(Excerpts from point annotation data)
┄┄┄┄┄┄
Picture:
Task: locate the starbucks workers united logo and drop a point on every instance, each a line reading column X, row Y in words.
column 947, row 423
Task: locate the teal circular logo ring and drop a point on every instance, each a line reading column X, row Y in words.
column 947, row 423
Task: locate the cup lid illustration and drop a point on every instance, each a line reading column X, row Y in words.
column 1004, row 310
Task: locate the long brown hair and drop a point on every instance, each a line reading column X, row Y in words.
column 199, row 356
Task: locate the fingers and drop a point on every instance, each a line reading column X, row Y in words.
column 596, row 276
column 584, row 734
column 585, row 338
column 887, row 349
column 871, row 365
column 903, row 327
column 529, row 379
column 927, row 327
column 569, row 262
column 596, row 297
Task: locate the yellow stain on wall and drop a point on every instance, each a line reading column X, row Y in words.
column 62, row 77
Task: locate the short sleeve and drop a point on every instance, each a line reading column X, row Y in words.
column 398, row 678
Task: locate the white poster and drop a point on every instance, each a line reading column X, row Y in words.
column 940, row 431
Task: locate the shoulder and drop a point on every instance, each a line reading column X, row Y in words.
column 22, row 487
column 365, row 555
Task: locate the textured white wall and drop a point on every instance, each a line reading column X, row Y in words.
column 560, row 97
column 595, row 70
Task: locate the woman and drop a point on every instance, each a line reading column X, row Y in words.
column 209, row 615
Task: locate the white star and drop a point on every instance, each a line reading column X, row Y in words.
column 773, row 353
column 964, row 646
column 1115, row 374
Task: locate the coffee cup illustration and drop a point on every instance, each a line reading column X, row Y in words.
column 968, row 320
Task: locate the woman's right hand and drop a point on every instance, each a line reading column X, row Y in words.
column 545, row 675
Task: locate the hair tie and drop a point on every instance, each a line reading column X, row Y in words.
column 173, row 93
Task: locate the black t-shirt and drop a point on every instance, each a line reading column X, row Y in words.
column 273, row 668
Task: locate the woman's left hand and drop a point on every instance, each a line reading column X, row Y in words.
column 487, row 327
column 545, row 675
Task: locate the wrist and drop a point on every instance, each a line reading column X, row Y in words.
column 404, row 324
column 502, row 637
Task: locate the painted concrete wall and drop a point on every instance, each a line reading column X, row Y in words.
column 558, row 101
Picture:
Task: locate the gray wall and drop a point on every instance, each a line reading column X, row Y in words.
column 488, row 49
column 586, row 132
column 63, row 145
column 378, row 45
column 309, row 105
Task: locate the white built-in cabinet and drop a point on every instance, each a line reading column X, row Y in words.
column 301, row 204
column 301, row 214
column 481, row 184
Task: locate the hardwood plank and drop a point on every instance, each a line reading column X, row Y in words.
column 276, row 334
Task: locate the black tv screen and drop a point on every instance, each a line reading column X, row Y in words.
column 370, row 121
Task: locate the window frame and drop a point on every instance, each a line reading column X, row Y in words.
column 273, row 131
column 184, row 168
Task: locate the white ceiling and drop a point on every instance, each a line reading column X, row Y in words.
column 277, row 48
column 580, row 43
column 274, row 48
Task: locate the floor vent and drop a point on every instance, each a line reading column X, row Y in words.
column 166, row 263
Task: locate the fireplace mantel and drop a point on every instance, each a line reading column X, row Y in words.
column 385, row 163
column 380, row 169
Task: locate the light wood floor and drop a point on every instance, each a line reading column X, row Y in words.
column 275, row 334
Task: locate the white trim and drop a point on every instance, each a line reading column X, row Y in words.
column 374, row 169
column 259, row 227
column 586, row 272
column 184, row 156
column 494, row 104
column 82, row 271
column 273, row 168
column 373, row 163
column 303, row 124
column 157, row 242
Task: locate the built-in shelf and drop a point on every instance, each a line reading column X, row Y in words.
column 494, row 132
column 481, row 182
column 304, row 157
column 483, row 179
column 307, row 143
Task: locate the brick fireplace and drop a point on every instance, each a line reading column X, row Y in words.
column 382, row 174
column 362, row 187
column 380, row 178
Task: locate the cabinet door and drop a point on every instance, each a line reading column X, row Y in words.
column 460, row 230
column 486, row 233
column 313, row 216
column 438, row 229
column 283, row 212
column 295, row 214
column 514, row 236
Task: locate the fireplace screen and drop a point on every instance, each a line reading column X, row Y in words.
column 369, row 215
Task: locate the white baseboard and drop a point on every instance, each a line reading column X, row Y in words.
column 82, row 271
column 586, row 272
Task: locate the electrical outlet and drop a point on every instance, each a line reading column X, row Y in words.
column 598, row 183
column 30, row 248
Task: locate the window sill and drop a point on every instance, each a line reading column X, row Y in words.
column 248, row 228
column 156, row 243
┄┄┄┄┄┄
Put all of the entries above into a JSON list of strings, with one string for each line and any blank lines omitted.

REPLY:
[
  "Picture:",
  "Task: locate the starbucks workers united logo and drop a point on every instance, each a line reading column X, row Y in words.",
  "column 947, row 423",
  "Task: locate the teal circular logo ring and drop a point on every instance, each a line reading column X, row Y in words.",
  "column 947, row 423",
  "Task: locate the cup lid illustration and drop a point on every instance, each a line reading column X, row Y in words.",
  "column 1004, row 310",
  "Task: locate the long brown hair and drop a point on every instance, each a line reading column X, row Y in words.",
  "column 199, row 356",
  "Task: locate the fingers and drop a point on every instance, each a line reading column X, row Y in words.",
  "column 596, row 276",
  "column 584, row 734",
  "column 585, row 338",
  "column 887, row 349",
  "column 871, row 365",
  "column 903, row 327",
  "column 529, row 379",
  "column 927, row 327",
  "column 569, row 262",
  "column 596, row 297",
  "Task: locate the yellow stain on wall and drop a point on every instance, each a line reading column X, row Y in words.",
  "column 62, row 77",
  "Task: locate the short sleeve and drop a point on every instance, each a line reading column X, row Y in words.",
  "column 398, row 678",
  "Task: locate the white poster and drop a point on every instance, each a line reading column X, row Y in words.",
  "column 940, row 431",
  "Task: locate the shoulder and drop a point on every instance, each a line reading column X, row Y in words.",
  "column 22, row 487",
  "column 365, row 555",
  "Task: locate the textured white wall and drop a point on every instance, each a line reading column X, row Y in words.",
  "column 560, row 97",
  "column 595, row 70",
  "Task: locate the woman and drop a point on every instance, each a line reading column X, row Y in words.",
  "column 209, row 615",
  "Task: locate the white star and drop a point on every instance, each a line reading column X, row Y in words.",
  "column 773, row 353",
  "column 964, row 646",
  "column 1115, row 374",
  "Task: locate the coffee cup illustration and drop a point on every instance, each a line reading column X, row Y in words.",
  "column 968, row 320",
  "Task: locate the woman's right hand and drop a point on every instance, each a line reading column X, row Y in words.",
  "column 545, row 675",
  "Task: locate the hair tie and drop a point on every instance, each a line reading column X, row Y in words.",
  "column 173, row 93",
  "Task: locate the black t-shirt and drop a point on every instance, each a line reading column X, row Y in words.",
  "column 273, row 668",
  "Task: locate the woman's left hand and drop a point on every instance, each a line reading column X, row Y in words.",
  "column 487, row 327",
  "column 545, row 675",
  "Task: locate the wrist and drop a point on every instance, each a line reading column X, row Y in words.",
  "column 404, row 324",
  "column 502, row 637",
  "Task: locate the painted concrete wall and drop a point on every instance, each a line reading column X, row Y in words.",
  "column 558, row 101",
  "Picture:",
  "Task: locate the gray wall and drop a point on every instance, each a line reading column X, row Y in words.",
  "column 488, row 49",
  "column 586, row 132",
  "column 63, row 145",
  "column 378, row 45",
  "column 309, row 105",
  "Task: locate the white built-in cabinet and drop a point on every instance, each a line reading column X, row Y in words.",
  "column 301, row 204",
  "column 301, row 214",
  "column 481, row 184",
  "Task: locate the hardwood plank and drop a point on every instance, each a line reading column X, row Y in words.",
  "column 276, row 334",
  "Task: locate the black tv screen and drop a point on every instance, each a line reading column X, row Y in words.",
  "column 370, row 121",
  "Task: locate the window frame and drop a point on every instance, each a line reading column X, row Y in words.",
  "column 273, row 131",
  "column 184, row 168",
  "Task: locate the white ceiling and drop a point on every instance, each a line reading column X, row Y in words.",
  "column 277, row 48",
  "column 580, row 43",
  "column 274, row 48",
  "Task: locate the floor vent and drop a point on every instance, each a line reading column X, row Y in words.",
  "column 166, row 263",
  "Task: locate the fireplace mantel and drop a point on every instance, each a line reading column X, row Y in words.",
  "column 385, row 163",
  "column 380, row 169",
  "Task: locate the light wood floor and drop a point on every instance, each a line reading column X, row Y in words.",
  "column 275, row 334",
  "Task: locate the white trim and drop a point on every instance, each a line reading column X, row Y in words.",
  "column 374, row 169",
  "column 259, row 227",
  "column 586, row 272",
  "column 184, row 156",
  "column 494, row 104",
  "column 82, row 271",
  "column 273, row 168",
  "column 373, row 163",
  "column 303, row 124",
  "column 157, row 242",
  "Task: locate the built-in shelf and drop a point on every instance, each a line reading column X, row Y in words.",
  "column 494, row 132",
  "column 481, row 182",
  "column 304, row 157",
  "column 483, row 179",
  "column 307, row 143",
  "Task: locate the brick fireplace and drop a point on every instance, each a line reading column X, row Y in words.",
  "column 382, row 174",
  "column 362, row 187",
  "column 380, row 178",
  "Task: locate the cabinet door and drop a point on every instance, each a line reading column X, row Y in words.",
  "column 460, row 230",
  "column 486, row 233",
  "column 313, row 216",
  "column 438, row 229",
  "column 283, row 212",
  "column 295, row 214",
  "column 514, row 236",
  "Task: locate the fireplace screen and drop a point on every instance, each a line reading column X, row Y in words.",
  "column 369, row 215",
  "Task: locate the white baseboard and drop a point on every instance, each a line reading column X, row Y in words.",
  "column 82, row 271",
  "column 586, row 272",
  "Task: locate the electrical outlet and drop a point on every instance, each a line reading column X, row Y in words.",
  "column 598, row 183",
  "column 30, row 248",
  "Task: locate the window sill and drop a point on every instance, each a line reading column X, row Y in words.",
  "column 248, row 228",
  "column 156, row 243"
]